* _WHAT IS EXPECTED_
Only the pictures should be left out; repeat the rest of the data exactly.

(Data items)
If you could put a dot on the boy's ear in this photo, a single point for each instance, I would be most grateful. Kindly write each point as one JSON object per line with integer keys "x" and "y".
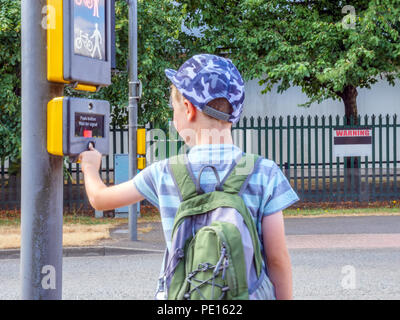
{"x": 190, "y": 110}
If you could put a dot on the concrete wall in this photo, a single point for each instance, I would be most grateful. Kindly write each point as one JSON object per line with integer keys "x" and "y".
{"x": 380, "y": 99}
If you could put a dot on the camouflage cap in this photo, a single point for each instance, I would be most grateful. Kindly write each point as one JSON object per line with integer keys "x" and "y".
{"x": 206, "y": 77}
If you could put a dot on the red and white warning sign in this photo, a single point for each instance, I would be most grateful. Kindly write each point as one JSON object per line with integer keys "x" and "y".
{"x": 352, "y": 142}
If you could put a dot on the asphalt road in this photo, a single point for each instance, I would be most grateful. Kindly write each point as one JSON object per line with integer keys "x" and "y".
{"x": 317, "y": 274}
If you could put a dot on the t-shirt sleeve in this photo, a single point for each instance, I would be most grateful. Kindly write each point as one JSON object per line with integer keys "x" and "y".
{"x": 145, "y": 183}
{"x": 278, "y": 194}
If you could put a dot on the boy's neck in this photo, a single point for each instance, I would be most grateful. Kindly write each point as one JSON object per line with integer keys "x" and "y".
{"x": 214, "y": 136}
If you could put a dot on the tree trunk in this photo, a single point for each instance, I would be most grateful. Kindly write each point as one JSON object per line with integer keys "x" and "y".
{"x": 352, "y": 175}
{"x": 349, "y": 96}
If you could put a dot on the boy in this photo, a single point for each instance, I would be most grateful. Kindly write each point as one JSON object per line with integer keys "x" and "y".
{"x": 207, "y": 98}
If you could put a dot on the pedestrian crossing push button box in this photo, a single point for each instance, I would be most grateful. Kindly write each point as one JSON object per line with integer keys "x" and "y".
{"x": 74, "y": 123}
{"x": 79, "y": 43}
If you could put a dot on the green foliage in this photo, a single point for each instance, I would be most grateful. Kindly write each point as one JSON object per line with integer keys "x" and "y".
{"x": 10, "y": 80}
{"x": 303, "y": 43}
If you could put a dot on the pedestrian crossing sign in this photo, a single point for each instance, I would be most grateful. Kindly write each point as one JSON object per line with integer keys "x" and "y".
{"x": 79, "y": 43}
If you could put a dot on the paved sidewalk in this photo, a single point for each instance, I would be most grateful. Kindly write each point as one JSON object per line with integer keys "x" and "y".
{"x": 363, "y": 232}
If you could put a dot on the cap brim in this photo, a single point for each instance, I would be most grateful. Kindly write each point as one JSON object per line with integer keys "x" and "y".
{"x": 170, "y": 73}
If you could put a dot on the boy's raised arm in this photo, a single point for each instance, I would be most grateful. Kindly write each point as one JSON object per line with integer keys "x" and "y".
{"x": 100, "y": 196}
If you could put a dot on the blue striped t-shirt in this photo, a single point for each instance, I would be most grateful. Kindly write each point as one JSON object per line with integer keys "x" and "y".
{"x": 267, "y": 192}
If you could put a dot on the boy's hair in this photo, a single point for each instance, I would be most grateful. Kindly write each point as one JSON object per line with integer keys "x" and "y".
{"x": 220, "y": 104}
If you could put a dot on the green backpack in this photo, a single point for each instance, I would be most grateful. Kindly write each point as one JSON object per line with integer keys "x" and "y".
{"x": 215, "y": 252}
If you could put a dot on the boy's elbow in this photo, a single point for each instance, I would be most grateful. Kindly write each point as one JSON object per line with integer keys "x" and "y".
{"x": 279, "y": 259}
{"x": 96, "y": 203}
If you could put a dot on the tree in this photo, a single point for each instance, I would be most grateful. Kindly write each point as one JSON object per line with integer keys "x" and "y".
{"x": 310, "y": 44}
{"x": 10, "y": 80}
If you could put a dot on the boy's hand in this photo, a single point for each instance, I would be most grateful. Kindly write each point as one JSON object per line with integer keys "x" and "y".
{"x": 90, "y": 159}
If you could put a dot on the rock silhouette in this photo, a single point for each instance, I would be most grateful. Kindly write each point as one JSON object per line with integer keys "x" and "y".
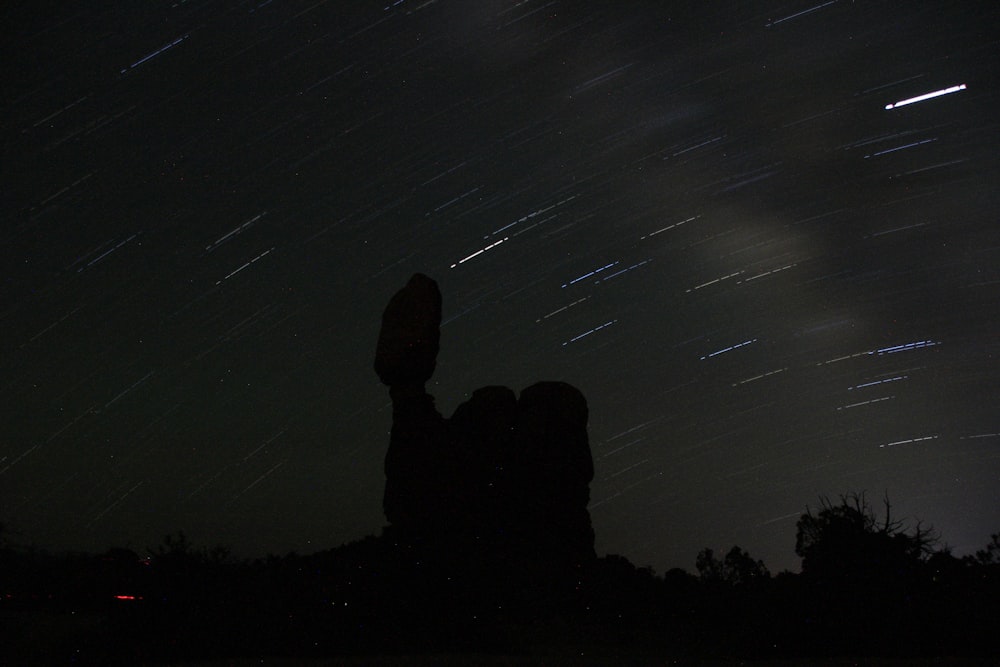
{"x": 504, "y": 482}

* _TASK RESULT_
If you could put a dot on the boy's ear in this photo, a single point for each instance, I would be most grateful. Kindly write each point as one JSON object per line with integer keys "x" and "y".
{"x": 190, "y": 110}
If you could put a dot on the concrete wall in this photo, a single point for each instance, I would be most grateful. Kindly write each point as one JSON object per line with integer keys "x" and "y".
{"x": 380, "y": 99}
If you could put a dot on the camouflage cap in this photo, a single point for each instance, I would be most grateful. Kindly write each point as one JSON object per line with integer keys "x" and "y".
{"x": 206, "y": 77}
If you could put a dot on the red and white warning sign in this photo, a single point for each instance, I would be most grateful. Kindly write each point as one JSON object per line with integer keys "x" and "y".
{"x": 352, "y": 142}
If you could put a dot on the asphalt road in this photo, a single point for each instance, I would be most grateful. Kindly write each point as one JSON object per line with integer keys "x" and "y".
{"x": 317, "y": 274}
If you could put a dot on the t-shirt sleeve in this photo, a single point for each instance, I would be most grateful. Kindly write each point as one JSON object per line with integer keys "x" and "y".
{"x": 145, "y": 183}
{"x": 278, "y": 194}
If you could put a dot on the boy's neck in this photo, a single point for each instance, I would be most grateful. Kindly write each point as one JSON object per line with integer keys "x" and "y".
{"x": 214, "y": 136}
If you could put a dot on the tree trunk in this photo, a single point for each instance, I would be most grateful. Kindly write each point as one JSON object per line with integer keys "x" and "y".
{"x": 352, "y": 175}
{"x": 349, "y": 96}
If you could put a dot on the boy in this photo, a single point for each instance, I would be most grateful. Kindly write each point as one JSON object per line with integer keys "x" and "y".
{"x": 207, "y": 98}
If you could put a dot on the pedestrian crossing push button box in this photo, a single point for each instance, I would be most grateful. Kindly write each point as one JSON object per line with integer keys "x" and "y".
{"x": 74, "y": 123}
{"x": 79, "y": 43}
If you could put a dot on the green foliage in this photo, a single point for each instance, I would be most grateful. Kindly write each point as one JSON object per line with integer keys "x" and "y".
{"x": 10, "y": 80}
{"x": 303, "y": 43}
If you could put a dot on the pedestrian crossing sign in this photo, a single point for each instance, I would be most grateful. Kindly write each point as one JSON object per line with integer keys "x" and "y".
{"x": 79, "y": 43}
If you could put a dot on the paved sidewalk in this photo, a single point for each instance, I would be most grateful. Kindly write each point as one JSON object per line with integer keys "x" and "y".
{"x": 363, "y": 232}
If you could put a dot on the cap brim in this photo, a single point for each instance, I would be most grateful. Kindly write each point as one JSON object per line with integer keys "x" and "y".
{"x": 170, "y": 73}
If you could put a dot on the boy's raised arm in this photo, a single point for each instance, I would be most grateful. Kindly write each point as one JSON object per line with integer keys "x" and "y".
{"x": 100, "y": 196}
If you could put a dot on the blue striped t-shirt in this photo, a single point for each instance, I would be most grateful. Kindly write each point as one JSON object per line with integer keys "x" and "y".
{"x": 267, "y": 192}
If you could put a dot on the boy's hair in this photo, a single point for each instance, I would be most grateful. Kindly write each point as one JSON object per line with integer keys "x" and "y".
{"x": 220, "y": 104}
If you could put a dot on the green backpack in this photo, a single point for each instance, I would be most grateful. Kindly write each point as one JSON object per line with integer keys "x" and "y".
{"x": 215, "y": 252}
If you could put a dot on the boy's elbow in this photo, a single point for each instance, I would be most grateful. Kindly write each point as one JSON object per line with integer keys "x" and "y".
{"x": 279, "y": 259}
{"x": 96, "y": 203}
If you could put a dot on the tree in this photo, a single point for each instance, I would be most grateful. Kindly write each point as one JSON object per line with integer keys "x" and "y".
{"x": 310, "y": 44}
{"x": 10, "y": 80}
If you could put a dot on the boy's hand in this photo, a single point for each instance, I would be most grateful. Kindly write each point as one JSON object per line with integer keys "x" and "y".
{"x": 90, "y": 159}
If you could put a dot on the rock silhouette in this photo, a single point for each instance, I would be most grateful. Kindly write each point as one JSON object per line with integer keys "x" and "y".
{"x": 504, "y": 482}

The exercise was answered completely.